Stored data »
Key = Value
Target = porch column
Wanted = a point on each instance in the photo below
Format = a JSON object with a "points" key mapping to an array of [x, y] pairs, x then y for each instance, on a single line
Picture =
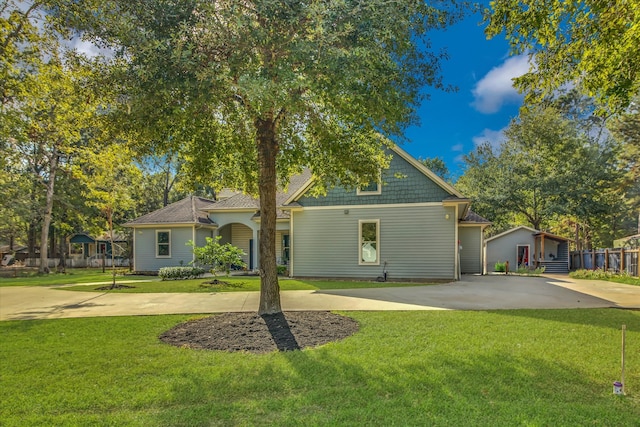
{"points": [[255, 249]]}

Set task »
The records above are to be restated exactly, without their pictures.

Problem solution »
Key = Value
Target = porch column
Wanted = a point on each instance in the photo below
Format = a JSON object with a "points" key mapping to an array of [x, y] pairs, x then y for each instance, on a single line
Picture =
{"points": [[255, 249]]}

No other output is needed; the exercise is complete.